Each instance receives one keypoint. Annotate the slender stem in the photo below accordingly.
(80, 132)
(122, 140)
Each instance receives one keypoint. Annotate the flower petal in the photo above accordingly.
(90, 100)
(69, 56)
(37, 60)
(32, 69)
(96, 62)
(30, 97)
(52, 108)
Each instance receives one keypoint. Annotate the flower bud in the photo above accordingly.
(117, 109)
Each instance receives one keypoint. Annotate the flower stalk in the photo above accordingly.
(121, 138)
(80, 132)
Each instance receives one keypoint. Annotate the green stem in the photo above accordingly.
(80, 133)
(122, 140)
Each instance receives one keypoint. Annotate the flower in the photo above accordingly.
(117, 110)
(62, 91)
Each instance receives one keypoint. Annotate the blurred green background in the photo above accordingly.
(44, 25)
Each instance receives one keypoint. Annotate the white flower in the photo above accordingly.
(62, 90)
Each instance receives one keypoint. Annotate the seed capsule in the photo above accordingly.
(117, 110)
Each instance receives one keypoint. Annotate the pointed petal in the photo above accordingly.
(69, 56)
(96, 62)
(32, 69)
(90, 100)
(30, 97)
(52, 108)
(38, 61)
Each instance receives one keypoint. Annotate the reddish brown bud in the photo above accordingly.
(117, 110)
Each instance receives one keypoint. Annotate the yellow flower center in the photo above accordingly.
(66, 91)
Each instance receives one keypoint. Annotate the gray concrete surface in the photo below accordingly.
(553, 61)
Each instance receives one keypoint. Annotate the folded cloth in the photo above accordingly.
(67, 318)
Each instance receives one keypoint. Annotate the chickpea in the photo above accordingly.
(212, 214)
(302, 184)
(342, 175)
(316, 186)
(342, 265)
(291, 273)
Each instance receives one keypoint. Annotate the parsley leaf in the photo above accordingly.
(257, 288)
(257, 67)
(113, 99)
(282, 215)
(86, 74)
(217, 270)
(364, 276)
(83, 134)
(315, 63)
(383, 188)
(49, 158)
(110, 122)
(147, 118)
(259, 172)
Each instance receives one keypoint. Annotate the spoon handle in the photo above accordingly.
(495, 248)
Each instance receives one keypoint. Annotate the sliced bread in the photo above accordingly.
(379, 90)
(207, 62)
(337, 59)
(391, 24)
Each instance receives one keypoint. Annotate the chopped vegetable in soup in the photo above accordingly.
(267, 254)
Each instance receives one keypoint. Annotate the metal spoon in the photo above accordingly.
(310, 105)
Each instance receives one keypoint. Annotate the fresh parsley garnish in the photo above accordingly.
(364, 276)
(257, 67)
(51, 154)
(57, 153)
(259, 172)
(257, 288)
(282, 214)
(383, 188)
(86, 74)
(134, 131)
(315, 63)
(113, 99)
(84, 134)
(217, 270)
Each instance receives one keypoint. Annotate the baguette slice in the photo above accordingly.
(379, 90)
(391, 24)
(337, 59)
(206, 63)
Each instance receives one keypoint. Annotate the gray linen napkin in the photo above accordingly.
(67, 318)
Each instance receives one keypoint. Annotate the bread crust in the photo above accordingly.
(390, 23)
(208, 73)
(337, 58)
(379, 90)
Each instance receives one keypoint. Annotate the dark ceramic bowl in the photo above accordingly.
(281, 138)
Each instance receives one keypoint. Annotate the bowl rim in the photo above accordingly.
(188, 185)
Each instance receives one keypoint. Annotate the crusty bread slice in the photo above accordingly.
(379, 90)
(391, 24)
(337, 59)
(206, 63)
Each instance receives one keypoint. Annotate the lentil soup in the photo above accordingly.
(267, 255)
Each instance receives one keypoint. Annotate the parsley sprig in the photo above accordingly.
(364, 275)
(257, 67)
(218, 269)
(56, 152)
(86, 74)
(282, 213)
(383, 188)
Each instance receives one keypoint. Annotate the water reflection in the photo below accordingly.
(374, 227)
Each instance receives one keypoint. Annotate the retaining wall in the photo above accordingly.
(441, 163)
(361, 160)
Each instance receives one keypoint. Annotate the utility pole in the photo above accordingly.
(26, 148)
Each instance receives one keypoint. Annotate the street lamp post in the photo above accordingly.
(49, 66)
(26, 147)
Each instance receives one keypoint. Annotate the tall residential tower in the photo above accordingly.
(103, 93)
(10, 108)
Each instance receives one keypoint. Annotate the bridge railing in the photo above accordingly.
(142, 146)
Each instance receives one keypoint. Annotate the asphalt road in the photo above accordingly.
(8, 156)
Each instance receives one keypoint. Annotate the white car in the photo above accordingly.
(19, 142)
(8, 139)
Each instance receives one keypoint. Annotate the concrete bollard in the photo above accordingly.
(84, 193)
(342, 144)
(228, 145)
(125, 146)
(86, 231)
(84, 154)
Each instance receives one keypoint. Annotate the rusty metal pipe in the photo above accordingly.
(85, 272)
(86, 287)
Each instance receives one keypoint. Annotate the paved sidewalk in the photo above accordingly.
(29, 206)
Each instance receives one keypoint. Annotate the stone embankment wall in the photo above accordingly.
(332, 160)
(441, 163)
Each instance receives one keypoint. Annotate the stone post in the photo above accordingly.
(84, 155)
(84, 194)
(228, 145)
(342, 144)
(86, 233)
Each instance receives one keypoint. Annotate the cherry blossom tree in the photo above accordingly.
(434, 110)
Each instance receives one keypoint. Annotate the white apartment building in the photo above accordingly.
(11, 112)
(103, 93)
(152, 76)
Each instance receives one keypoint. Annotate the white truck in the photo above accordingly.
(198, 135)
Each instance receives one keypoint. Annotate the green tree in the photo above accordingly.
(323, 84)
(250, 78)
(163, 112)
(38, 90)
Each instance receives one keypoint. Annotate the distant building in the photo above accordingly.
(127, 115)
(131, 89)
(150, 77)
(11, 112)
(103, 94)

(What the exercise asks) Every line of the data must be written out again word for word.

(Task result)
Each instance receives one keypoint. Annotate the slender stem in the photo below accordingly.
(80, 132)
(122, 140)
Each instance receives one keypoint. Annotate the flower petal in the photo above accordingly.
(90, 100)
(69, 56)
(37, 60)
(32, 69)
(96, 62)
(30, 97)
(52, 108)
Each instance receives one keypoint. Annotate the flower bud in the photo above accordingly.
(117, 109)
Each instance receives one keypoint. Annotate the flower stalk in the photo above accordingly.
(121, 138)
(80, 132)
Each instance receives one keypoint. Annotate the green stem in the photo above accordingly.
(80, 133)
(122, 140)
Each instance receives one keypoint. Annotate the flower in the photo above accordingly.
(117, 110)
(62, 91)
Each instance receives one keypoint. Annotate the blurred green background in the photo above accordingly.
(44, 25)
Each instance receives one keypoint. Annotate the white flower in the photo above accordingly.
(62, 90)
Each instance receives one keypoint. Annotate the seed capsule in the photo above accordingly.
(117, 110)
Each instance receives one keypoint. Annotate the pointed petal in the photo above accordingly.
(69, 56)
(96, 62)
(32, 69)
(90, 100)
(30, 97)
(52, 108)
(38, 61)
Each instance receives one keypoint. Annotate the reddish brown bud in the photo above accordingly.
(117, 110)
Each instance receives one keypoint. Annotate the yellow flower center in the photo above accordingly.
(66, 91)
Each instance receives one keypoint. Annotate the gray concrete surface in the photo below accordingly.
(553, 61)
Each instance receives one keypoint. Annotate the folded cloth in the photo above accordingly.
(67, 318)
Each instance receives one keypoint. Annotate the chickpea in the photo above accordingly.
(212, 214)
(302, 184)
(342, 175)
(316, 186)
(342, 265)
(291, 273)
Each instance receives one keypoint. Annotate the parsley leaf in the photo above accordingly.
(257, 288)
(257, 67)
(113, 99)
(282, 215)
(86, 74)
(217, 270)
(364, 276)
(83, 134)
(315, 63)
(383, 188)
(49, 158)
(110, 122)
(147, 118)
(259, 172)
Each instance receives one keypoint. Annotate the spoon handle in the photo above accordingly.
(495, 248)
Each instance receives one keypoint. Annotate the sliced bread in the photo above accordingly.
(379, 90)
(207, 62)
(337, 59)
(391, 24)
Each instance receives one keypoint. Annotate the chopped vegetable in soup in the photo above accordingly.
(267, 254)
Each instance receives one keypoint. Annotate the metal spoon in the photo above accordingly.
(310, 105)
Each instance receives one keypoint. Annotate the fresh parsley garnish in the photo above accordingly.
(364, 276)
(257, 67)
(51, 154)
(57, 153)
(259, 172)
(257, 288)
(282, 214)
(383, 188)
(86, 74)
(134, 131)
(315, 63)
(113, 99)
(84, 134)
(217, 270)
Each instance receives one keypoint. Annotate the baguette slice in the photo above accordingly.
(379, 90)
(391, 24)
(337, 59)
(206, 63)
Each instance receives one keypoint. Annotate the gray linen napkin in the photo above accordingly.
(67, 318)
Each instance receives one keypoint. Annotate the bread crust in the photo above accordingly.
(390, 23)
(208, 73)
(337, 58)
(379, 90)
Each instance receives one keypoint. Annotate the dark ceramic bowl in the photo above accordingly.
(281, 138)
Each instance receives one keypoint. Annotate the bowl rim in the photo above accordingly.
(188, 185)
Each instance receives one keypoint. Annotate the crusty bread slice in the photo above accordingly.
(379, 90)
(391, 24)
(337, 59)
(206, 63)
Each instance receives one keypoint. Annotate the lentil soup in the photo above accordingly.
(267, 255)
Each instance receives one keypoint. Annotate the parsley sprig in the photo above accordingly.
(364, 275)
(257, 67)
(218, 269)
(56, 152)
(86, 74)
(282, 213)
(383, 188)
Each instance receives one keypoint. Annotate the water reflection in the photo below accordingly.
(374, 227)
Each instance receives one keypoint. Annotate the retaining wall in the photo above accordingly.
(441, 163)
(361, 160)
Each instance receives one keypoint. Annotate the utility pole in the photo above accordingly.
(26, 148)
Each instance receives one keypoint. Annotate the street lamp post in the photo above accordingly.
(49, 66)
(26, 147)
Each instance receives one keypoint. Annotate the tall residential tower in the photo above accordingly.
(103, 93)
(10, 108)
Each instance receives one keypoint. Annotate the bridge railing in the photo above accordingly.
(142, 146)
Each instance receives one keypoint. Annotate the asphalt road in the photo above accordingly.
(8, 156)
Each instance receives one keypoint. Annotate the white car in the photo above accordingly.
(19, 142)
(8, 139)
Each instance receives one keypoint. Annotate the concrete bollard in the photo above accordingly.
(84, 193)
(342, 144)
(228, 145)
(125, 146)
(86, 231)
(84, 154)
Each instance receives one keypoint. Annotate the rusty metal pipe in the photo above accordingly.
(85, 272)
(86, 287)
Each instance receives one keypoint. Annotate the paved sidewalk in the photo above accordingly.
(29, 206)
Each instance receives one keypoint. Annotate the stone embankment wall in the photo above accordingly.
(332, 160)
(441, 163)
Each instance receives one keypoint. Annotate the stone post in the photo above accordingly.
(84, 155)
(84, 194)
(228, 145)
(342, 144)
(86, 233)
Each instance receives one keypoint. Annotate the cherry blossom tree in the photo above accordingly.
(434, 110)
Each instance receives one keypoint. Annotate the white apartment building in the photo above accordingly.
(11, 112)
(103, 93)
(152, 76)
Each instance receives one keypoint. Annotate the white truck in the photo above accordingly.
(198, 135)
Each instance receives one keypoint. Annotate the green tree in the photo above accordingly.
(323, 84)
(250, 78)
(163, 112)
(38, 90)
Each instance receives one keypoint. Annotate the distant building in the photo above accordingly.
(127, 115)
(131, 89)
(150, 77)
(11, 112)
(103, 94)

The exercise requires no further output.